*Task directions*
Amend the listing below so that every occurrence of "spot each instance" reads "locate every instance", keeping all other text unchanged. Omit the pictures from your reply.

*The input*
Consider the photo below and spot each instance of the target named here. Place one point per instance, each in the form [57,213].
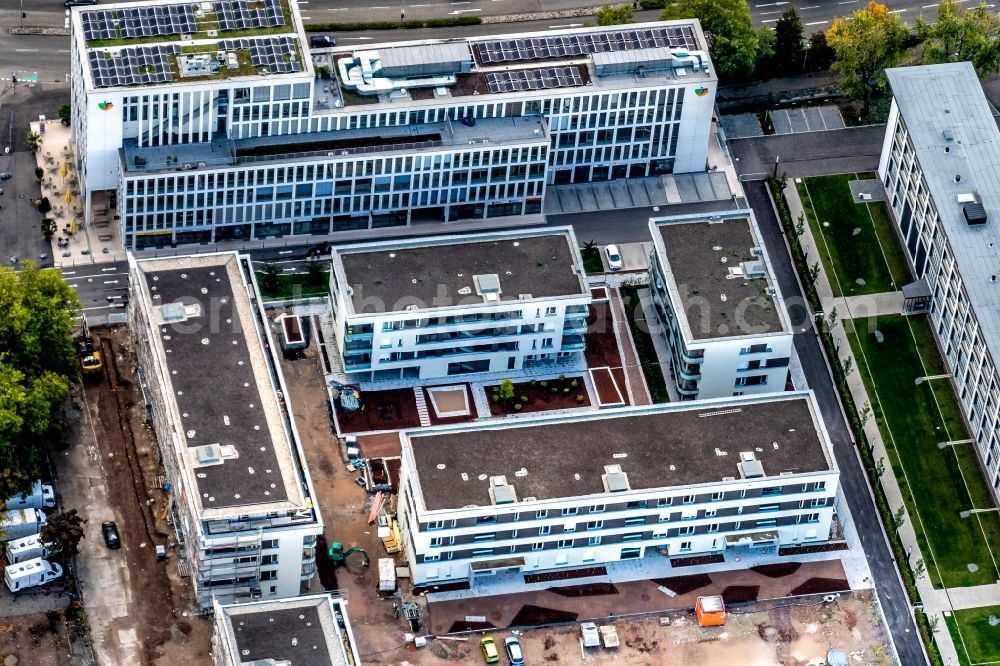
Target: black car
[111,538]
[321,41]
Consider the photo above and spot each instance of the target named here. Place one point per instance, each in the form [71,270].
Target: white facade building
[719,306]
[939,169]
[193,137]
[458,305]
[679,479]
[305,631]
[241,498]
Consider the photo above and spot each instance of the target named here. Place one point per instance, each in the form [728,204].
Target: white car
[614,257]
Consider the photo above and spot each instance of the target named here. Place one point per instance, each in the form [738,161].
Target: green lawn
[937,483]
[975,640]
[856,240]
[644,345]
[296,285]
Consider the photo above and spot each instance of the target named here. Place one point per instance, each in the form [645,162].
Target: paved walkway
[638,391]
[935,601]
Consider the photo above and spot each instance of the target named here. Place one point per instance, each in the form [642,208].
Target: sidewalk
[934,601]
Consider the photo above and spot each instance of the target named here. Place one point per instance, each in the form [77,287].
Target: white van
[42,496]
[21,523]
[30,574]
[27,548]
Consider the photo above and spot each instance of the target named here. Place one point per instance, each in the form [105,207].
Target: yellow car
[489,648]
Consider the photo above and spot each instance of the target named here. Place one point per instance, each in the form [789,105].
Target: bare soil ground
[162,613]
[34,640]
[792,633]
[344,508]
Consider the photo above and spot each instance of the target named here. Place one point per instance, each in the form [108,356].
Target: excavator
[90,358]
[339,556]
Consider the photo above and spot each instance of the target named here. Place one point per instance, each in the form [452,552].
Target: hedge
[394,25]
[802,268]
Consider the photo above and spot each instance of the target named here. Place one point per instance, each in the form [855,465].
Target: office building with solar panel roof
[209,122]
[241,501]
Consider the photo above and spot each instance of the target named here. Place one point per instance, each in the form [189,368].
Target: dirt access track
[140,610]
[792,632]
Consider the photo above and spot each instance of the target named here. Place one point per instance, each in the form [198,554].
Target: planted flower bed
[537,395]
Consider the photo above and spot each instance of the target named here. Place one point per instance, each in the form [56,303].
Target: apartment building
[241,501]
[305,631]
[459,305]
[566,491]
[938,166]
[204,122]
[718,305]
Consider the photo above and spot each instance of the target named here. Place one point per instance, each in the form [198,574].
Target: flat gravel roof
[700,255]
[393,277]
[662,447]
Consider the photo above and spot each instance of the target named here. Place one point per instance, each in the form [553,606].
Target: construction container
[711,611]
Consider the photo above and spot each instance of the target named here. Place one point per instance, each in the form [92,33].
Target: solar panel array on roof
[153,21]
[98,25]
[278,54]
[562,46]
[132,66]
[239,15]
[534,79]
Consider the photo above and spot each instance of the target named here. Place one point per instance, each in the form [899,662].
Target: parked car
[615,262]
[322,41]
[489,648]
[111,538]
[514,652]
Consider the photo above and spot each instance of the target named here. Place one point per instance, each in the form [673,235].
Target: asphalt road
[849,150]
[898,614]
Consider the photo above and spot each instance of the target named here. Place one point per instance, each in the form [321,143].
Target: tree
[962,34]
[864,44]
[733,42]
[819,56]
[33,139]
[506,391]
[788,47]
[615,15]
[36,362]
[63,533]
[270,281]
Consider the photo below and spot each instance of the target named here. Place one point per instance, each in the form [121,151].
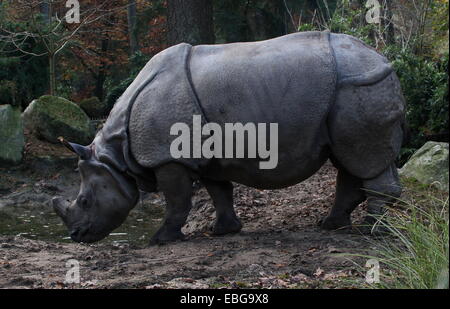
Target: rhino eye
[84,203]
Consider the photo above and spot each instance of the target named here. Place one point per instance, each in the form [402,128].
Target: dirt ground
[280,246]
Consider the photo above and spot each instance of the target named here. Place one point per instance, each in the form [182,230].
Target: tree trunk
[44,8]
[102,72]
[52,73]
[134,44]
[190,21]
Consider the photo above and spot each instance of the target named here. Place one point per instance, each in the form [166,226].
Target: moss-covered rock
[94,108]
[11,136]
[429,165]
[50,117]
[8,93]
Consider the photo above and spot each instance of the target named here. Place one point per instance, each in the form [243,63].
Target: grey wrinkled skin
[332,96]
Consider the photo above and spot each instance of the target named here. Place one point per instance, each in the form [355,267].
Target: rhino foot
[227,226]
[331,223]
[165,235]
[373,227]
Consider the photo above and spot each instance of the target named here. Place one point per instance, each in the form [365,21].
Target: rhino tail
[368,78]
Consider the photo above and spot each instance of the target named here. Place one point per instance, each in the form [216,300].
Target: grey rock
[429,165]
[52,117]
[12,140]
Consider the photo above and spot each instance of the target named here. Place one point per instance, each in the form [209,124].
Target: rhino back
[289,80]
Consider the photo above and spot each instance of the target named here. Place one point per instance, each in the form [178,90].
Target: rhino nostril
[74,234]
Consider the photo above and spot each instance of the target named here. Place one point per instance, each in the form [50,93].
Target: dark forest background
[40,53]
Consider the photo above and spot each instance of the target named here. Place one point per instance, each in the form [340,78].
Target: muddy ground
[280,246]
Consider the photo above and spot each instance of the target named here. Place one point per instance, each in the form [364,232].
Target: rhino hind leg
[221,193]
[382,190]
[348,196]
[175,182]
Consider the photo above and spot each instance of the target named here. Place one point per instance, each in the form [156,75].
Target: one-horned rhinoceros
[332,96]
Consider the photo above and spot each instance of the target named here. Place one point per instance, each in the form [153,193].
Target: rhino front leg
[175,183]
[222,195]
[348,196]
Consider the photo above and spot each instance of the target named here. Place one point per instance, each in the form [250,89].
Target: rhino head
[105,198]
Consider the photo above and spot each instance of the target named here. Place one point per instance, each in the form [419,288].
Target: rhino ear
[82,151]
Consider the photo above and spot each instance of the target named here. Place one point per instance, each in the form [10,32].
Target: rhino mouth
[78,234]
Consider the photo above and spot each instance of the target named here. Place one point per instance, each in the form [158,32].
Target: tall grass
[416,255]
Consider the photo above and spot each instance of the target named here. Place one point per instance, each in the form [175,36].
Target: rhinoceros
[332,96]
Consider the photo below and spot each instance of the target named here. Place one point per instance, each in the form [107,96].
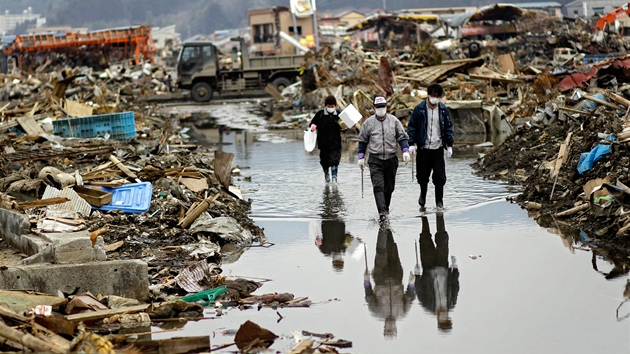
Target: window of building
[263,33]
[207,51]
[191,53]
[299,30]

*Solution below*
Consider the photo below and locate every instance of the target named here. Place one point per instance, each in the form [57,213].
Target: black car
[111,538]
[321,41]
Consider the photo above and locate every instance of the target named here. Place one point per instance, each in the form [71,270].
Target: white facade building
[719,306]
[939,169]
[193,137]
[458,305]
[679,479]
[305,631]
[241,498]
Consider the photo above and locate every instance of the target named here. Place one point per instance, each in the form [728,204].
Target: white car
[614,257]
Consider the photo above and locate every instance of the target named here. Place one point per instance, each in the form [738,161].
Target: green lawn
[937,483]
[975,640]
[856,240]
[644,345]
[296,285]
Consider the photo above and locate every instance of the target named here. Place one point per instance, each in the form [645,162].
Target: paved walkway
[638,391]
[935,601]
Consider the photo above and locate every instance of the target named here. Place one point per instance, each in the form [642,208].
Target: sidewalk
[934,601]
Consider the photo above and locate every instance of the target named here. Place one point per instance, each in the form [77,287].
Target: white van
[42,496]
[21,523]
[30,574]
[27,548]
Consider the photo above and locate every instance of the target named here. Place one point per instance, each in the form [105,207].
Target: yellow car
[489,648]
Consider the photo above and locate every instance of the target named here. Place one point per instance, each in the form [789,105].
Target: bare soil ground
[162,613]
[34,640]
[792,633]
[344,508]
Consider the photo above and locate every instance of the target named here. Place one point per instance, each in the form [108,356].
Target: excavator
[90,358]
[339,556]
Consider the photo above and locate every instance of the target named here. Place one point per instance, each in the form [452,552].
Target: hedge
[394,25]
[802,268]
Consider the photo above and locate every instance of the target named here. Place one point per instance, each in the form [855,465].
Target: office building with solar panel roof
[209,122]
[241,501]
Consider the photo above and locate every instance of the target named here. Place one point per instance, each in the form [189,368].
Target: dirt access track
[140,610]
[792,632]
Consider the photo above and locate every instance of the target named here. Place one point per instance, each in the form [198,554].
Target: planted flower bed
[537,395]
Consider the photo above and locate every instance of the target named here. Place one point per instance, each in the form [56,303].
Target: apartment building
[241,501]
[305,631]
[459,305]
[566,491]
[938,166]
[204,122]
[718,305]
Consider the photo above and locate every instance of the target named here. Place one point per instance, each in the form [198,574].
Target: flat gravel roof
[700,255]
[393,277]
[662,447]
Consider the photo above and locate every instance of the target named here. Place one point per instance, each in the form [553,606].
Target: construction container
[711,611]
Consider the photo above and locate every instance of the target named here. Place one point per instance, each in the form [92,33].
Target: solar panel array on roof
[153,21]
[98,25]
[278,54]
[562,46]
[132,66]
[239,15]
[534,79]
Consider the photo above and locate every instance of the target named here. Place one point per instance, each in the form [899,662].
Target: parked car
[615,262]
[322,41]
[489,648]
[111,538]
[514,652]
Consider the photo above and locate every instance of the target named here. Place one point per instance, each in the form [673,235].
Target: asphalt road
[849,150]
[898,614]
Consider the photo above and locate every instance of the target named here. Place one point per instance, each in the form [321,143].
Target: tree
[962,34]
[864,44]
[733,42]
[819,56]
[33,139]
[506,391]
[788,47]
[615,15]
[36,362]
[63,533]
[270,281]
Consider the photo below and locate every instance of the target named here. Place one point per instance, each in the form [121,151].
Target: rhino eye
[84,203]
Consider the photo above and locate every instance of the target named here. Place one point per instance, each in the form [402,128].
Target: dirt ground
[280,246]
Consider the photo above and locate every instance of the target named here. Place one point per instance, each in the form [182,230].
Target: tree trunk
[44,8]
[102,72]
[52,73]
[134,44]
[190,21]
Consider the photo above and locate every instance of the target named here. Place one point per instance, each in the form [166,226].
Target: moss-covered rock
[94,108]
[11,136]
[429,165]
[50,117]
[8,93]
Consider the photo above and locate every instance of the target named here. Place one point per instance, each in the form [243,63].
Target: grey wrinkled skin
[332,96]
Consider the photo above and locate every instance of the target named here. Place one point per instance, each in the form [355,267].
Target: rhino foot
[227,226]
[331,223]
[165,235]
[373,227]
Consider the photo above and locate every instance of the target named here. Place one point per instance, each in the form [365,21].
Target: rhino tail
[368,78]
Consider the photo above and locate every instance of the target named here. Place one point per instance, each in the form [216,300].
Target: grey rock
[429,165]
[52,117]
[12,140]
Consider the photo above and locate every instance of the target named here. Place one point per instance, each in the form [209,124].
Target: rhino back
[289,80]
Consider the photo above and locate every instance of the target named here. Place one point per instance, each in the form [178,90].
Target: rhino nostril
[74,234]
Consider the photo above and locate every instance of the target named here. Place one point per instance, each in the form [50,93].
Target: dark forest background
[40,53]
Consider the photo above and locate every instance of the target named here. Place one point per instance, each in the form [340,78].
Target: muddy ground
[280,246]
Consider the photo above and locate every instance of the target named here. Place one point per instance, each in the form [364,232].
Target: rhino hind leg
[221,193]
[382,190]
[348,196]
[175,182]
Consider the photo above and locate every instance of the target named here. Place one point per instance, each in the form [156,75].
Target: one-horned rhinoceros
[332,96]
Consider the photo above and locate every instance of the target named here. Place one point per instance, each in the form [153,193].
Target: rhino front leg
[175,183]
[222,195]
[348,196]
Consider the photo above and locate every instance of the target named here. Place one point per instance, each in the form [250,89].
Target: rhino head
[105,198]
Consider the photo above and locate every instance of the target named here. Place one point per instance, each in the form [419,288].
Target: rhino ear
[82,151]
Consider the photo above and locate every instance of the target named here. Place one point per instance, each in the form [10,32].
Target: rhino mouth
[78,234]
Consider the photo above and locate every instance of the target named here. Place one point per instance, each in the form [158,32].
Target: tall grass
[416,255]
Consider the photo above and locate every instance of the target named here. Place one point per instance, each in the form [175,36].
Target: rhinoceros
[332,96]
Consider the photo below and locate every instance of the target named here. Place one point per instance, each in the form [107,96].
Target: window of building
[263,33]
[207,51]
[191,53]
[299,30]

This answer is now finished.